**How to complete this task**
Copy word for word the lines in the records below, starting at the line with "Objective — for the coat sleeve" and ending at the line with "Objective — for the wall". Skip the pictures.

**Provided information**
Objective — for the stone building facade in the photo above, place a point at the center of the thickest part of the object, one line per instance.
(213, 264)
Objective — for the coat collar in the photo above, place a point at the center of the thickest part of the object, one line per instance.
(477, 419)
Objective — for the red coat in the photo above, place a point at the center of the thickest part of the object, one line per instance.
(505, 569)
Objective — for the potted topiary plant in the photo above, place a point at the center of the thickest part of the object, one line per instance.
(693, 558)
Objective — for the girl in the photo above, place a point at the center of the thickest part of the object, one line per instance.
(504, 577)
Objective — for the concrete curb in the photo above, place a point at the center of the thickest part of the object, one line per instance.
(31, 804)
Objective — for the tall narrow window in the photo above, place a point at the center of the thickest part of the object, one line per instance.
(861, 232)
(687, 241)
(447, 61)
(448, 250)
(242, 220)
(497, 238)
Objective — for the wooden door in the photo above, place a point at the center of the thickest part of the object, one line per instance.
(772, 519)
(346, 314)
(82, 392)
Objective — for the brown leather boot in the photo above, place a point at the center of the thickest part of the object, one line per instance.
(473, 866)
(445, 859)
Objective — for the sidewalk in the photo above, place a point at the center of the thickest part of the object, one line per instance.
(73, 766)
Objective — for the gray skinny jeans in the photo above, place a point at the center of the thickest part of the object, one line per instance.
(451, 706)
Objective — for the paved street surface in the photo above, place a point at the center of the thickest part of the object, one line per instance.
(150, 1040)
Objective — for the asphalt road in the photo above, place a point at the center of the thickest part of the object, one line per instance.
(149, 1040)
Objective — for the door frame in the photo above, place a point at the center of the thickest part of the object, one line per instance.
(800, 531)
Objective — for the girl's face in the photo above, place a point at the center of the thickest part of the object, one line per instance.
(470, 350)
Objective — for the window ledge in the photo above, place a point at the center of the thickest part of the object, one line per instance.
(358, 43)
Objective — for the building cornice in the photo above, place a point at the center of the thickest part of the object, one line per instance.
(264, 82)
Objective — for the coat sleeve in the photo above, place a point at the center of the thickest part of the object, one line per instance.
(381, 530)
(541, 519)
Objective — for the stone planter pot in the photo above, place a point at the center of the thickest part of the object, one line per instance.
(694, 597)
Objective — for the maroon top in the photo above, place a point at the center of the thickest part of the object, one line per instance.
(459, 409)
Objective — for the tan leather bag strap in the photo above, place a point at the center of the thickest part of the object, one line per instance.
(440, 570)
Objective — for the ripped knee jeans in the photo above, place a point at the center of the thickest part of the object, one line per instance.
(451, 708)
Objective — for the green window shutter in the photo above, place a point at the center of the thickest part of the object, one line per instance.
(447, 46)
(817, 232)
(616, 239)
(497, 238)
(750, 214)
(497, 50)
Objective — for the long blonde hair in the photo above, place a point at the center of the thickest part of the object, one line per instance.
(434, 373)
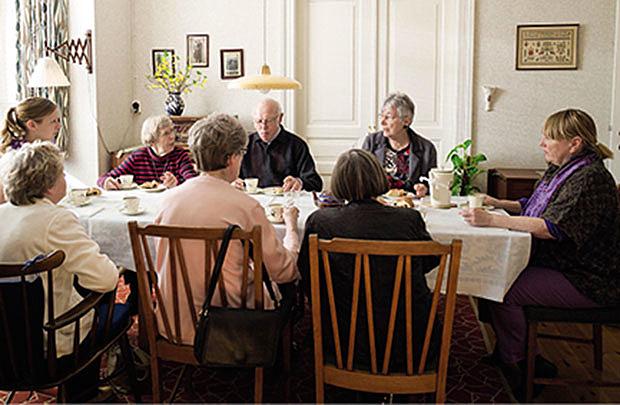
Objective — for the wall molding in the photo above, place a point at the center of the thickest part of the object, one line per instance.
==
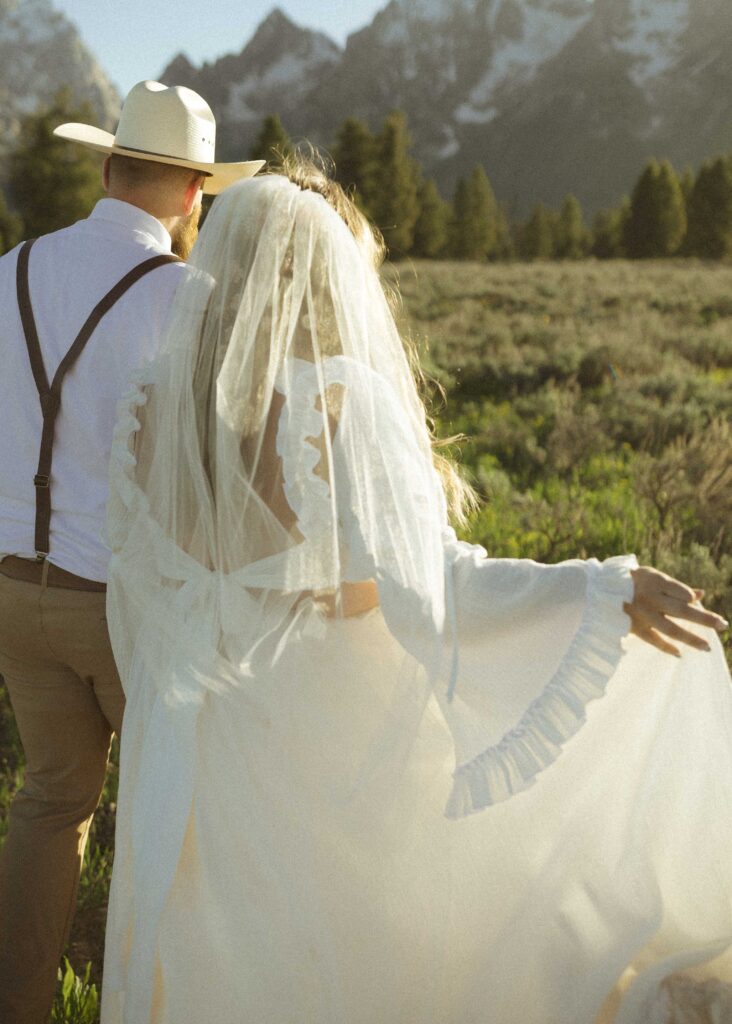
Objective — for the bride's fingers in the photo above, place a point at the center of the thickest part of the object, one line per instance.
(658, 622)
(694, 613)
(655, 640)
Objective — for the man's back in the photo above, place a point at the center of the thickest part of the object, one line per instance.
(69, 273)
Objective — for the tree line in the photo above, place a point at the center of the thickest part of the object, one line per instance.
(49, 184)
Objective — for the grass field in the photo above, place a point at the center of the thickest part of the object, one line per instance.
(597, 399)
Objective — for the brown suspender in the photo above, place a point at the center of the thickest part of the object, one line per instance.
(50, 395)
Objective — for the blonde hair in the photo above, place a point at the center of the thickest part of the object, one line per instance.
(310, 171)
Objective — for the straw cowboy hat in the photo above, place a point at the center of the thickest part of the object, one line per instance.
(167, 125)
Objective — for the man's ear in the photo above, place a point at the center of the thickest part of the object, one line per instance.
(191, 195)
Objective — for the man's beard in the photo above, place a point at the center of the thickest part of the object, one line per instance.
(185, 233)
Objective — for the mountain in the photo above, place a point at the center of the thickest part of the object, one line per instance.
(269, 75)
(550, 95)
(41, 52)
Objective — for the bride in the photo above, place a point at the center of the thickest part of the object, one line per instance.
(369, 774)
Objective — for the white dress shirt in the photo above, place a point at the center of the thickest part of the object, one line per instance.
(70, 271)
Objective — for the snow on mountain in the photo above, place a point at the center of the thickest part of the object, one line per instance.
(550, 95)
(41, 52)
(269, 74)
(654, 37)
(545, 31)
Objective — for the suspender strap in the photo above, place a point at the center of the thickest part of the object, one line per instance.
--
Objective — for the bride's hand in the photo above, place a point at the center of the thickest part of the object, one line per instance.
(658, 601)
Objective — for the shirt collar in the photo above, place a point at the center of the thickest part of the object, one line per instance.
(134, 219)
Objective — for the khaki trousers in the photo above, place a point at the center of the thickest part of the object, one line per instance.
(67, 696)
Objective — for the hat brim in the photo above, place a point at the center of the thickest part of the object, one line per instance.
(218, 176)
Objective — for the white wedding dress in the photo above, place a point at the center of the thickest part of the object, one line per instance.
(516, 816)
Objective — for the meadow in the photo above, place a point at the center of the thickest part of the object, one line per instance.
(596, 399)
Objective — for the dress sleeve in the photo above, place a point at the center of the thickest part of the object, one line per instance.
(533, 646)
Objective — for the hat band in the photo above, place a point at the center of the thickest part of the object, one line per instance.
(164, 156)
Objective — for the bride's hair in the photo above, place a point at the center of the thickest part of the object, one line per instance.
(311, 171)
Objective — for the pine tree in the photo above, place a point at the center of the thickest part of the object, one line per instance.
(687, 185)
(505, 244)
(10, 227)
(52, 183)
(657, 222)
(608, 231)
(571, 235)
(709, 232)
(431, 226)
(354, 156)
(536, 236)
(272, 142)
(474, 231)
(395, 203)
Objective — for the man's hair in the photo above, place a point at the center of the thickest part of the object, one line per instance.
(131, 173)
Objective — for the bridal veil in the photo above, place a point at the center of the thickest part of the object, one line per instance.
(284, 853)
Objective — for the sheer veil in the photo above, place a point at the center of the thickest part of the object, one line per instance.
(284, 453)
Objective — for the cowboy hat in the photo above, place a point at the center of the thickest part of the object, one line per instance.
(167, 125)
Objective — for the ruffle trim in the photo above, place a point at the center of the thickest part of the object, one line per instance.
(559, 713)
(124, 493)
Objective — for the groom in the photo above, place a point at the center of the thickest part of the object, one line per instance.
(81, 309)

**Solution to this task**
Objective — for the coat sleeve in the photo above, place a point at the center of the thickest part of the object, one line per instance.
(381, 530)
(541, 519)
Objective — for the stone planter pot in the photo above, place a point at the center of the thickest part of the object, one line per instance.
(694, 597)
Objective — for the maroon top in the photo above, place a point at the center of the thickest part of the object, one line per instance.
(459, 409)
Objective — for the tan leather bag strap in the photo above, place a point at the center of the thickest part of the object, one line per instance.
(440, 570)
Objective — for the ripped knee jeans in the photo above, place a point at the center of the thickest part of the object, one line per instance.
(451, 708)
Objective — for the green window shutter in the photo above, place a point at the center of the thickest part of the object, one line per instance.
(447, 46)
(817, 232)
(616, 239)
(497, 238)
(750, 214)
(497, 50)
Objective — for the long blonde hair in the photo above, place a point at the center of the thickest part of the object, one line per instance.
(434, 373)
Objective — for the wall molding in the photo above, place a point at the center of the thickest part of the object, one line per instance.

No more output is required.